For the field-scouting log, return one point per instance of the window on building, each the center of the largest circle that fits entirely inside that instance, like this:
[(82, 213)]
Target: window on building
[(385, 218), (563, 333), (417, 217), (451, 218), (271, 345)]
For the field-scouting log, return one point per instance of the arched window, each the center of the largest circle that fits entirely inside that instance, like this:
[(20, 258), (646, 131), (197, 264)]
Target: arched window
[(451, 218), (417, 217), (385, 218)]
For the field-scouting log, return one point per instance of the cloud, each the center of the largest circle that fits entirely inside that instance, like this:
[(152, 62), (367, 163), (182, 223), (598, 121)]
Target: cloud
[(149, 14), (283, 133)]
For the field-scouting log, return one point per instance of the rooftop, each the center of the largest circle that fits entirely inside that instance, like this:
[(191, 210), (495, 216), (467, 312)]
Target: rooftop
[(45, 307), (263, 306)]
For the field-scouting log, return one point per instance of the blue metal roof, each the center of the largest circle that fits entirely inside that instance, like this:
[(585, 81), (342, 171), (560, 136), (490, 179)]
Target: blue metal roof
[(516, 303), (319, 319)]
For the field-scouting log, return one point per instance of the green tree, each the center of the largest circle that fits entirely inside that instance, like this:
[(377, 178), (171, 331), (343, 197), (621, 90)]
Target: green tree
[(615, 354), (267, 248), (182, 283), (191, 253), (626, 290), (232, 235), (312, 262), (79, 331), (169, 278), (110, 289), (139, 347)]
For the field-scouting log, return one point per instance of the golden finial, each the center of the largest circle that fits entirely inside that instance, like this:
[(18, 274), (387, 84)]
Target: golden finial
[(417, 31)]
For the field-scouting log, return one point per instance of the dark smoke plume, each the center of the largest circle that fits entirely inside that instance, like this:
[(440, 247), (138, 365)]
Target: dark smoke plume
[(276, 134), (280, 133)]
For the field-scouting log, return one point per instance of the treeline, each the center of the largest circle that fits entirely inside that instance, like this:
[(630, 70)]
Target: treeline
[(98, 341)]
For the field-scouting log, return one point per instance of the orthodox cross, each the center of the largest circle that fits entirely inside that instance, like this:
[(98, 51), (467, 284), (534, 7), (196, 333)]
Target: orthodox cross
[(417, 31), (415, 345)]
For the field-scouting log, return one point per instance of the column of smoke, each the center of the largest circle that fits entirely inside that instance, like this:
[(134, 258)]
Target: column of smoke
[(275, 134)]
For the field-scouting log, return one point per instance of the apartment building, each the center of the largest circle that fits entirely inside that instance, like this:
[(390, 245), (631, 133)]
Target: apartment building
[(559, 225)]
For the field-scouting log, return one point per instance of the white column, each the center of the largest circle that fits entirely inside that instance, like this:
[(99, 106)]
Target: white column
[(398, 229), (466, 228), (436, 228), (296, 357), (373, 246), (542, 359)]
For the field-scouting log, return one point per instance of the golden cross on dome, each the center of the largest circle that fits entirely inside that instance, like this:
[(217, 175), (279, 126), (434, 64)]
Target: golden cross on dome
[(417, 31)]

++++++++++

Once you have read the records, write every one of them out again exactly.

For the field-scouting log, return one point per instance of the window on building, each the center of the largest circle that fits entirely inside that instance, like this:
[(82, 213)]
Target: window on building
[(385, 218), (563, 333), (417, 217), (451, 218), (271, 345)]
For the field-scouting log, return one point per instance of the arched window, each the center of the largest circle that fits entirely inside that instance, like this:
[(20, 258), (646, 131), (197, 264)]
Target: arched window
[(451, 218), (417, 217), (385, 218)]
For the field-scouting log, return one point per instance of the cloud, each the center of the largest circle that fits entirely inside that instance, like this:
[(152, 62), (367, 163), (182, 223), (598, 121)]
Target: cloud
[(149, 14), (283, 133)]
For the field-scouting log, return one point per instance of the rooftop, each the center of the largest circle that fits entirely inside that instance, like this:
[(191, 210), (495, 216), (467, 312)]
Target: rooftop
[(45, 307), (263, 306)]
For the field-scouting log, return one point per instance of the blue metal roof, each the center of the largest circle that fits entirely inside that instance, like this:
[(585, 81), (342, 171), (560, 136), (490, 179)]
Target: blue metal roof
[(516, 303), (319, 319)]
For the field-scouting log, return one point per instance of the green tree, each the center of the largest circle that fits entirely inside that instance, like this:
[(377, 178), (171, 331), (343, 197), (621, 90)]
Target: green tree
[(615, 354), (267, 248), (182, 283), (191, 253), (626, 290), (232, 235), (312, 262), (79, 331), (169, 278), (110, 289), (139, 347)]
For the field-scouting log, return one point per instance of the golden finial, each the center of the largest circle that fits entirely inside that instance, like this:
[(18, 274), (387, 84)]
Target: golden finial
[(417, 31)]
For the field-scouting log, return one point per instance of the dark smoke plume, each the center of the largest circle that fits entirely inside that instance, like this:
[(440, 247), (138, 365)]
Target: dark smoke plume
[(276, 134), (280, 133)]
For the field-scouting log, return one point per instance of the treeline, each the center of the largest circle that fits entirely inside that instance, like this:
[(630, 70)]
Target: treeline
[(98, 341)]
For the field-scouting log, return one point per instance of the orthodox cross, each the center of the largest circle that fits entirely inside that instance, like this:
[(98, 51), (467, 284), (534, 7), (196, 333)]
Target: orthodox cross
[(417, 31), (415, 345)]
For the field-scouting log, return one point per instance of the column of smoke, each the center of the largest circle that fits entirely inside that instance, like this:
[(134, 258)]
Target: column of smoke
[(275, 134)]
For the field-scouting log, return one point per instance of the apartment building, each the center of the largest circle that fits entirely inside that instance, like this:
[(390, 245), (631, 133)]
Target: apartment building
[(559, 225)]
For the field-scouting log, return one point per instance of the white column, each the center of the largest circle that fits entirely inside that instance, like this:
[(99, 106)]
Target: white column
[(398, 229), (466, 228), (436, 228), (296, 357), (373, 246), (542, 359)]
For the field-scouting log, return one point per instance of the golden cross on dome, each the center of the largest circle that fits entirely inside that instance, like this:
[(217, 175), (279, 126), (434, 64)]
Target: golden cross on dome
[(417, 31)]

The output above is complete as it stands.